▸ PASSAGE
################
The following lecture was originally delivered in London in October 2008, marking the thirtieth anniversary of the Sandford St. Martin Trust, which promotes excellence in religious media programming in the U.K. It was later broadcast on BBC Radio.

HISTORY HAS an annoying habit of sneaking up and mugging the certain and the convinced. In European societies, for example, the process of secularization has led to a triumphalist assumption on the part of campaigning atheists that a war has been won by the forces of the grand secular project. A closer look, however, reveals that religion has not been beaten into the pulp that some might have hoped for, and in fact features in our ongoing cultural discourse in surprising new ways.

In fact, the stridency and vehemence of atheist campaigners could be interpreted as an increasingly desperate and panic-stricken recognition that religion is and will continue to be, for good and for ill, a constant in humanity’s narrative about itself. These campaigning atheists, as opposed to the live-and-let-live variety, are raising their voices because they recognize that they are losing; the project to establish a narrow secular orthodoxy is failing.

So far, these campaigners have been given a fair wind by powerful allies in the media, but most of the media snipers are so ill-informed about their target that their challenge is rendered lean. The most vocal hecklers have little real comprehension of religion, and no intention of remedying this. As Madeline Bunting wrote in a recent London Guardian piece:

The ignorance in the media is, to some extent, to be expected; this is the frontline between believer and skeptical secularism, and most journalists have a sketchy understanding of the complexity and history of theology that make up a religious tradition, and even less sympathy or interest.
################
▸ Bounding box data excerpts
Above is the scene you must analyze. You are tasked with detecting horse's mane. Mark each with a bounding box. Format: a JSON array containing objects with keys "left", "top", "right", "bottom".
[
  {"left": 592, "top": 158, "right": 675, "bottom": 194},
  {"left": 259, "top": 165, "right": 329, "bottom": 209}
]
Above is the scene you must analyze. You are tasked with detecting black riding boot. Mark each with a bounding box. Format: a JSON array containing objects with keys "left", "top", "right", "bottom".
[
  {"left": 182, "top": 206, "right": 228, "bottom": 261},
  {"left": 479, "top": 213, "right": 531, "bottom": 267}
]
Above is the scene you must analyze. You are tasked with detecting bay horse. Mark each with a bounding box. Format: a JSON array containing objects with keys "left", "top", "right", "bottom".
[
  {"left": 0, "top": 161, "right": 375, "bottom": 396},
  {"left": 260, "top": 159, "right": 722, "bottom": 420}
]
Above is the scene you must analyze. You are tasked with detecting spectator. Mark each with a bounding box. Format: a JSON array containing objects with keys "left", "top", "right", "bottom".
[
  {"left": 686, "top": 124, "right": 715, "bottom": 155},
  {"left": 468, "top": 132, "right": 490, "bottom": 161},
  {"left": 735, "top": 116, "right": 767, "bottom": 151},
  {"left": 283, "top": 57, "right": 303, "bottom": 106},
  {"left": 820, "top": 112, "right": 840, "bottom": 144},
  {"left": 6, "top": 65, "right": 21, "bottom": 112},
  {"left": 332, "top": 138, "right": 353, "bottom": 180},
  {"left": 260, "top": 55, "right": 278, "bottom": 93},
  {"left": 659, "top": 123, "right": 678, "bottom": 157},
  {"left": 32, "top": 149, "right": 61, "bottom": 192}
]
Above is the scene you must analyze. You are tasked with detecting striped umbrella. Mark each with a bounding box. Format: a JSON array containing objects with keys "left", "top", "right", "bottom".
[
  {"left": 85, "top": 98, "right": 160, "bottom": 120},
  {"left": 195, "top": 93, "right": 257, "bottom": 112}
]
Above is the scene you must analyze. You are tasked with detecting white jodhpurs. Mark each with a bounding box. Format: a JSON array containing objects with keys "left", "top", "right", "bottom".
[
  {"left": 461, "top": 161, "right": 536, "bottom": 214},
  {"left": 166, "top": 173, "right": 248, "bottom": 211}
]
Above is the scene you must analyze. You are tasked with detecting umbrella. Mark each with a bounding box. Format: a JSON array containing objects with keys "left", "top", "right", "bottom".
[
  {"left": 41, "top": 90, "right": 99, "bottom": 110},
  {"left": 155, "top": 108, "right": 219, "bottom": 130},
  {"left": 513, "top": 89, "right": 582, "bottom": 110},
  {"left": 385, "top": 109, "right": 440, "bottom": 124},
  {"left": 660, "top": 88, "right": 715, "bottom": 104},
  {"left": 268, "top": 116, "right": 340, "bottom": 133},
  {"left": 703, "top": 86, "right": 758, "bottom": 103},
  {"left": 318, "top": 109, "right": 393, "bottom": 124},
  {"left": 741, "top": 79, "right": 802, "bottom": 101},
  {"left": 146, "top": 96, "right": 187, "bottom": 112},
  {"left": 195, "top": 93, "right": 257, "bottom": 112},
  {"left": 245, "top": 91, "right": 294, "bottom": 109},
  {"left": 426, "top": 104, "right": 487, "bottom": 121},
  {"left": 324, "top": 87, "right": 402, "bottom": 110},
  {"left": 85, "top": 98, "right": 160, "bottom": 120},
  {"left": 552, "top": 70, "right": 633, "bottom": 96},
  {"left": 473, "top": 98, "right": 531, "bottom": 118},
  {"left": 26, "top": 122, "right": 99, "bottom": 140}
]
################
▸ WHAT THE EXERCISE ASKS
In one to three sentences, explain why, according to the lecture on religion and secularism, campaigning atheists are raising their voices. The records play no part in the work here.

▸ WRITTEN ANSWER
Campaigning atheists, as opposed to the live-and-let-live variety, are raising their voices because they recognize that they are losing. Their project to establish a narrow secular orthodoxy is failing.